Your answer must hold only the lines below from the line containing "Query: blue sail with logo" through the line containing "point(57, 241)", each reproduced exactly.
*** Entries shown ***
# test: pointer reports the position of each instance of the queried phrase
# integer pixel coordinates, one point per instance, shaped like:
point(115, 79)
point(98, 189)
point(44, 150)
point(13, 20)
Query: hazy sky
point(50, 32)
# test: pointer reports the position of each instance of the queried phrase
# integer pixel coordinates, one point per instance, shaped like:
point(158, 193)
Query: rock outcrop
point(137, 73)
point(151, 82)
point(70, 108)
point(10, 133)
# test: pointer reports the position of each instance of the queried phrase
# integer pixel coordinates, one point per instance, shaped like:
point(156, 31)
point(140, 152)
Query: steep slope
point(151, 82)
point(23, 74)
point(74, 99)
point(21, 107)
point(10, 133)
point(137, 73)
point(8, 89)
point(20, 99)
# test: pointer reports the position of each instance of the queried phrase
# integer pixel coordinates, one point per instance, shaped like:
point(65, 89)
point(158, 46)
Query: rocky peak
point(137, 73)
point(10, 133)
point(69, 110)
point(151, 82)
***
*** Entries shown ***
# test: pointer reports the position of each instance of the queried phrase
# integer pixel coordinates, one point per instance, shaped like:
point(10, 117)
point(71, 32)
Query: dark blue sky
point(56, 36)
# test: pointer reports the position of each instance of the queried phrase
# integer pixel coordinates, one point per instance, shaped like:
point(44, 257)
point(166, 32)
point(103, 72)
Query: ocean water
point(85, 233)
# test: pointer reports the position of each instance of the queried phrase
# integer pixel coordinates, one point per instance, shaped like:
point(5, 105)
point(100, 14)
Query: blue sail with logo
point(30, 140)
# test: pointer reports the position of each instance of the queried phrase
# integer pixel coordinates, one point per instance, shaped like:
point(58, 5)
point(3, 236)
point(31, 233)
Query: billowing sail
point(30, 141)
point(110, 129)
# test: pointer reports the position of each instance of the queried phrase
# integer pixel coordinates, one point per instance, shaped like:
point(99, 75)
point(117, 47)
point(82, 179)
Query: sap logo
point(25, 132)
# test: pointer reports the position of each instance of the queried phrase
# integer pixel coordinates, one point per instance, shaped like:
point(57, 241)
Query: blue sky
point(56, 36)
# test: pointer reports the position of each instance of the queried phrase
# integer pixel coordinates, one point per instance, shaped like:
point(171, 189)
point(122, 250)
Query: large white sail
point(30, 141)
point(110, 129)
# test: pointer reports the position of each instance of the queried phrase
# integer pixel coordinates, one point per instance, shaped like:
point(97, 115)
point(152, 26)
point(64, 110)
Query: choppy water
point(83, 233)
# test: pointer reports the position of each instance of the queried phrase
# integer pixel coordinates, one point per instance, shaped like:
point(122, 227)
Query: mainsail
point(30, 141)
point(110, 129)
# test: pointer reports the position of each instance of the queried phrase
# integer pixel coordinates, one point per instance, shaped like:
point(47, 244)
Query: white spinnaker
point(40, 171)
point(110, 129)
***
Your response:
Query: blue sail with logo
point(30, 140)
# test: pointer reports the position of each instance of the queried phrase
# integer pixel coordinates, one point per instance, shaped like:
point(58, 5)
point(3, 236)
point(31, 233)
Query: billowing sail
point(30, 141)
point(110, 129)
# test: pointer reports the position of each instance of the queried phrase
# integer pixel coordinates, one point per instance, shaped like:
point(99, 75)
point(117, 47)
point(82, 179)
Query: sap logo
point(25, 132)
# test: pointer reports the position of each instance of the queried phrase
# integer pixel coordinates, one point per instance, shaped like:
point(57, 241)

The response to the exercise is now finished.